[Required work] Reproduce the passage of the CLPD initiatives report below from "Recruitment, retention, workforce" to "support equipment post-delivery.", word for word.

┌─ Selected extract

Anesthesiology Residents 2025
Initiatives

Recruitment, retention, workforce development

  • January 24, 2025 was the inaugural Healthcare Continuing Education (CE) Professionals Day. This day offered us the opportunity to show our appreciation for the hard work and dedication of CE professionals who make a meaningful impact in the healthcare field by hosting a reception.
  • GME leadership collaborated with the Associated Resident Council, a forum for GME trainees, on several projects in 2025. Still ongoing, these include parking needs for residents/fellows who transition back to DHMC mid-day from local rotations, as well as an exciting effort on ways we can support trainees in their “4th trimester” after childbearing/adopting during their training. We are currently exploring policy ideas, mentorship, and resourcing support equipment post-delivery.
  • SBERI staff in collaboration with nursing education leadership and The Dartmouth Health Career Institute to continue offering experiential learning for the Nurse Residency Program, Onboarding new Nurses, and expanding the knowledge and skill of instructors throughout both programs.
  • International Medical Graduates (IMGs) face unique challenges that can impact both their clinical development and overall well-being. GME is working to build programs that provide support to IMGs prior to and throughout their training. To better understand the issues, we added additional questions to the 2025 GME Graduate Survey as well as surveying incoming IMGs, program leadership, and current trainees to learn about the stressors and thoughts for possible solutions.
  • SBERI and ACE supported regional and international simulation outreach through partnerships with Dartmouth College and the Department of Pediatrics to reach out to Yarmouk University in Jordan and collaboration/reinvigoration with and of the New England Healthcare Simulation Consortium to support the offering of a regional simulation conference in November.
  • The CLPD team held its third “All Hands” half day retreat. Topics included senior leadership updates, CLPD leadership inspirational insights, applying “Working Genius” results in the workplace, and the CLPD Conaty team presented their final project.
CLPD All Hands, April 2025

Conclusion

CLPD is proud of the work completed this year to expand and improve educational opportunities across our health system. We look forward to 2025 – 2026 and another year supporting the work of our colleagues and learners throughout Dartmouth Health.

└─
┌─ Data provided

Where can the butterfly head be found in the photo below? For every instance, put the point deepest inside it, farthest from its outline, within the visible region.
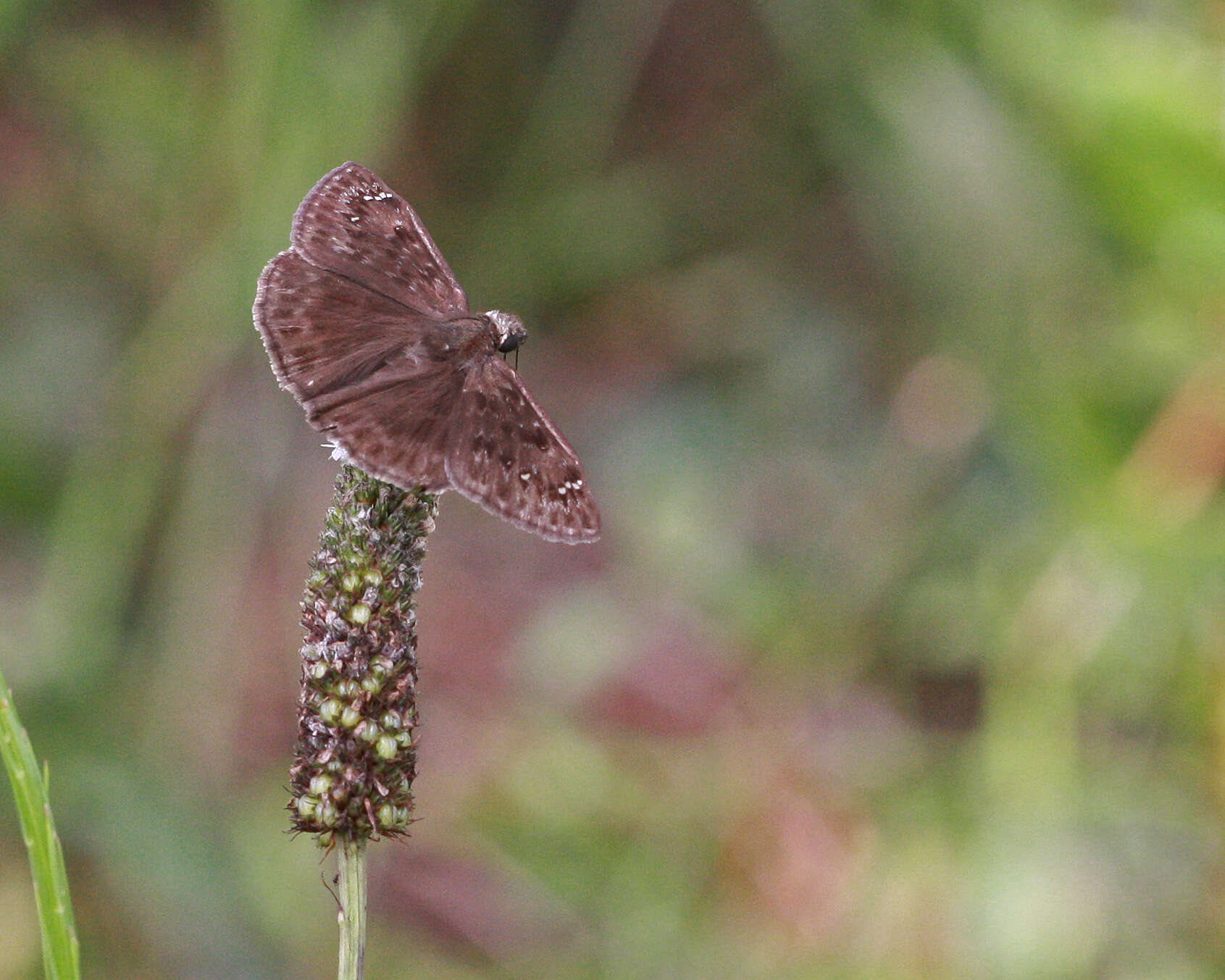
(509, 330)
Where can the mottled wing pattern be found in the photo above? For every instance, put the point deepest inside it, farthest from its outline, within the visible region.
(369, 372)
(506, 455)
(354, 225)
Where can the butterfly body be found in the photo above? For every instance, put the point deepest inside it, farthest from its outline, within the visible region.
(365, 325)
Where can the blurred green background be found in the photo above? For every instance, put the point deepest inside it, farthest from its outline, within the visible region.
(891, 337)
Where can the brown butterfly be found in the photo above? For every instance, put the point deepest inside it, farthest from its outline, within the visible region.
(367, 326)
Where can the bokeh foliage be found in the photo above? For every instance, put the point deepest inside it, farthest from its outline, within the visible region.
(890, 335)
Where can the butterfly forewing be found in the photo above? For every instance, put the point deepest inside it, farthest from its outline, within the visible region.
(506, 455)
(354, 225)
(365, 324)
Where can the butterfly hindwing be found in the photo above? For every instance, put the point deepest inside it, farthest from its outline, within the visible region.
(506, 455)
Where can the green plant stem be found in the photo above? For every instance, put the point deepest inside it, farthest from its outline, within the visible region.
(351, 865)
(62, 955)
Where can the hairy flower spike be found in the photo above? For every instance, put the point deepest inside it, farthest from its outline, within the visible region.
(356, 758)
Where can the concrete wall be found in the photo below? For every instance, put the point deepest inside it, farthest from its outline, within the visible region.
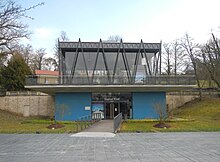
(44, 105)
(144, 103)
(28, 105)
(71, 106)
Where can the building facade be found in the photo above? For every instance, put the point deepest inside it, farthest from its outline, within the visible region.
(110, 78)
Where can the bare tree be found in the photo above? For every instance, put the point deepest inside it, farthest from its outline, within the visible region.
(11, 26)
(49, 64)
(211, 59)
(173, 58)
(191, 49)
(63, 37)
(167, 58)
(38, 58)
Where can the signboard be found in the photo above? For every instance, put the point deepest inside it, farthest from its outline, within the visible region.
(97, 110)
(87, 108)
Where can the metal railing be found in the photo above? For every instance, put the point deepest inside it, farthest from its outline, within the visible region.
(117, 122)
(85, 122)
(116, 80)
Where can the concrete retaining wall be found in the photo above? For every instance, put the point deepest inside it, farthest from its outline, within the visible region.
(28, 105)
(44, 105)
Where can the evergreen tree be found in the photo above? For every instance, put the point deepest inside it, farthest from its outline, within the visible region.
(13, 75)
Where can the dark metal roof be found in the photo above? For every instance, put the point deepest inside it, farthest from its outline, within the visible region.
(109, 47)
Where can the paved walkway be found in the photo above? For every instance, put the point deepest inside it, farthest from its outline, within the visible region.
(127, 147)
(101, 126)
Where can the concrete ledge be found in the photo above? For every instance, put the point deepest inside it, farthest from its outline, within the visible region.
(52, 89)
(94, 134)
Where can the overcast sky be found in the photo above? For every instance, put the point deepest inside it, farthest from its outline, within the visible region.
(150, 20)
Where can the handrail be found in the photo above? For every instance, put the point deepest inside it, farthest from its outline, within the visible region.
(83, 122)
(117, 122)
(86, 121)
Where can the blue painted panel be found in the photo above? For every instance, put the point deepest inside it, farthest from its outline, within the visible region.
(71, 106)
(144, 104)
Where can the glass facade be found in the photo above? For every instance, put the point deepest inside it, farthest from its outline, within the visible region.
(108, 63)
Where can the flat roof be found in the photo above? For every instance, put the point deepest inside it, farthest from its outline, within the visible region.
(109, 47)
(52, 89)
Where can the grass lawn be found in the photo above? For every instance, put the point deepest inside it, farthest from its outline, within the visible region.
(205, 115)
(10, 123)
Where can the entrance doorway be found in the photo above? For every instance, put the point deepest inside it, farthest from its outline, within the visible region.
(111, 104)
(112, 109)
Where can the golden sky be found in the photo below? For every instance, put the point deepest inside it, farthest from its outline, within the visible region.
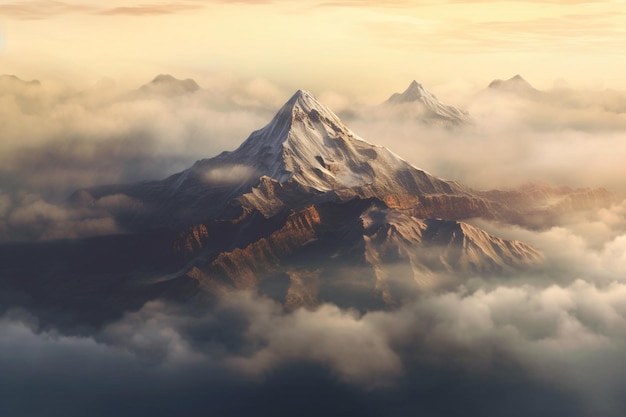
(368, 48)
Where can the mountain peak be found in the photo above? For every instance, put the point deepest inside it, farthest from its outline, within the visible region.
(516, 84)
(169, 84)
(428, 106)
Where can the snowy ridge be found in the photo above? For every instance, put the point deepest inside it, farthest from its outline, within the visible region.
(307, 143)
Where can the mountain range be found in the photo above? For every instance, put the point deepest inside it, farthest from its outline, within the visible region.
(304, 211)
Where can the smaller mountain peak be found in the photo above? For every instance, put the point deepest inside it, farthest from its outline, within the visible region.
(163, 78)
(414, 92)
(517, 83)
(414, 84)
(13, 79)
(168, 83)
(302, 95)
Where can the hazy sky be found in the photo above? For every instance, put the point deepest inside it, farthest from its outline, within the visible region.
(367, 48)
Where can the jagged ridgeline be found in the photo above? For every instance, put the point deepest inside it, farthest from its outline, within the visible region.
(304, 210)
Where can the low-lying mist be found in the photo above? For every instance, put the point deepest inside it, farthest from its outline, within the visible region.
(548, 342)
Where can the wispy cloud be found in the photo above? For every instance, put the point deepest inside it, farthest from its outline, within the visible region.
(40, 9)
(151, 9)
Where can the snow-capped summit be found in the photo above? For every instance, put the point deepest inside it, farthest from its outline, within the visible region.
(308, 144)
(417, 99)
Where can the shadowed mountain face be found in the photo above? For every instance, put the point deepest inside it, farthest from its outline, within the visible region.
(304, 211)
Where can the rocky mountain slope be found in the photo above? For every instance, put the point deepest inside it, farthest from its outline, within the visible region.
(304, 211)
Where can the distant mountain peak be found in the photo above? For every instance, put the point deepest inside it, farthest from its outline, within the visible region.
(516, 84)
(414, 92)
(429, 108)
(15, 80)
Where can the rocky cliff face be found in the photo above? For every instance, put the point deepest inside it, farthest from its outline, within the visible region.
(304, 211)
(395, 253)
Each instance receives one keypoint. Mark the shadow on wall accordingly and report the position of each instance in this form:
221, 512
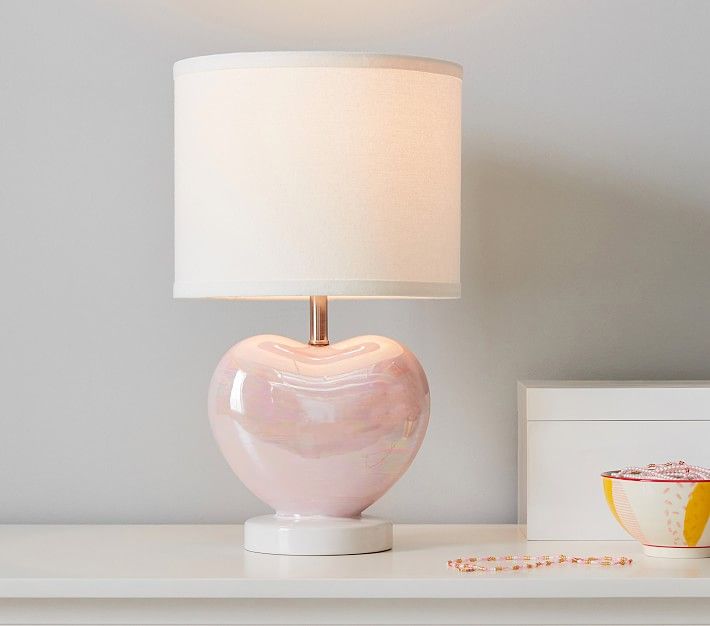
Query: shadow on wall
577, 277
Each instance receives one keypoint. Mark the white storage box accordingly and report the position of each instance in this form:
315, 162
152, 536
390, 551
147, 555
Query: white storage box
570, 432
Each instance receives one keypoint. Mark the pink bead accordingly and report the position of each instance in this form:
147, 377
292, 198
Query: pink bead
319, 430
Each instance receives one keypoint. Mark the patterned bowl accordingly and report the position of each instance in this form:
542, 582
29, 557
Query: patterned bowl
669, 517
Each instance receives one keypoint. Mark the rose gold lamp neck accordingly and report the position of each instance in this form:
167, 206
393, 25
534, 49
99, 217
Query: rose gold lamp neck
319, 321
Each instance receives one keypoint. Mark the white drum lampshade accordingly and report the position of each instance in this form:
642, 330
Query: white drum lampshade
317, 173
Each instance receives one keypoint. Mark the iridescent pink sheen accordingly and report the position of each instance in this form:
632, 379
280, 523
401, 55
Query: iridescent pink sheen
319, 430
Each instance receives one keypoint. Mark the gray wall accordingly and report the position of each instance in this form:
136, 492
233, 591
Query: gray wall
586, 240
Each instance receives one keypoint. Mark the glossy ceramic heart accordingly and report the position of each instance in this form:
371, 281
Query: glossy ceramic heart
319, 430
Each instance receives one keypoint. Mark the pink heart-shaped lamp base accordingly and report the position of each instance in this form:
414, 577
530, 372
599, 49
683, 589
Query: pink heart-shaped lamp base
319, 430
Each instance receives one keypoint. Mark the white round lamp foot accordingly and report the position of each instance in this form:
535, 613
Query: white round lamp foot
272, 534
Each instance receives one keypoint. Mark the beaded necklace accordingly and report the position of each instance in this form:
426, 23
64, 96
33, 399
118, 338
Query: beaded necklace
514, 563
679, 470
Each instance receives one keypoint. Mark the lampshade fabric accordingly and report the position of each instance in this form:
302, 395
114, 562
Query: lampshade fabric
302, 174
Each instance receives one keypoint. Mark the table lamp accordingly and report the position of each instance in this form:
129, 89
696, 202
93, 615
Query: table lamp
317, 175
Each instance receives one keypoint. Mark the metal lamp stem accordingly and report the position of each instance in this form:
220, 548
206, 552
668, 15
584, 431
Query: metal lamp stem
319, 321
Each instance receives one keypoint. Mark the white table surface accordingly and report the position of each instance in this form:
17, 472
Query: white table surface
208, 562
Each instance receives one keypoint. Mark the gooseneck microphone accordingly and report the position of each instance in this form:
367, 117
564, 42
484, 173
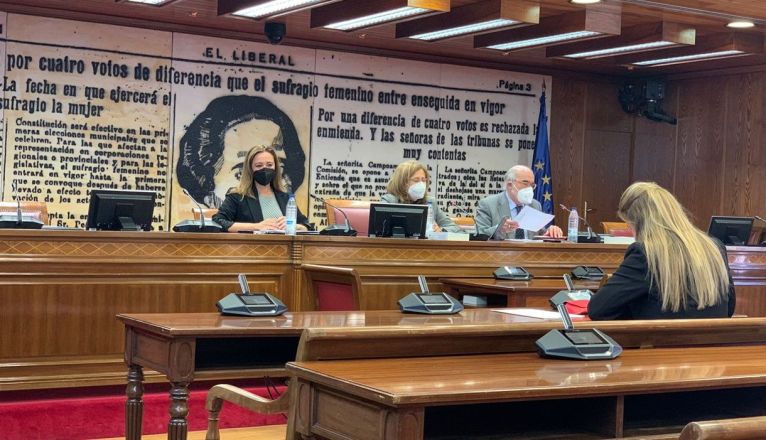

└─

[Solution for this exercise]
Recruitment, retention, workforce development

  • January 24, 2025 was the inaugural Healthcare Continuing Education (CE) Professionals Day. This day offered us the opportunity to show our appreciation for the hard work and dedication of CE professionals who make a meaningful impact in the healthcare field by hosting a reception.
  • GME leadership collaborated with the Associated Resident Council, a forum for GME trainees, on several projects in 2025. Still ongoing, these include parking needs for residents/fellows who transition back to DHMC mid-day from local rotations, as well as an exciting effort on ways we can support trainees in their “4th trimester” after childbearing/adopting during their training. We are currently exploring policy ideas, mentorship, and resourcing support equipment post-delivery.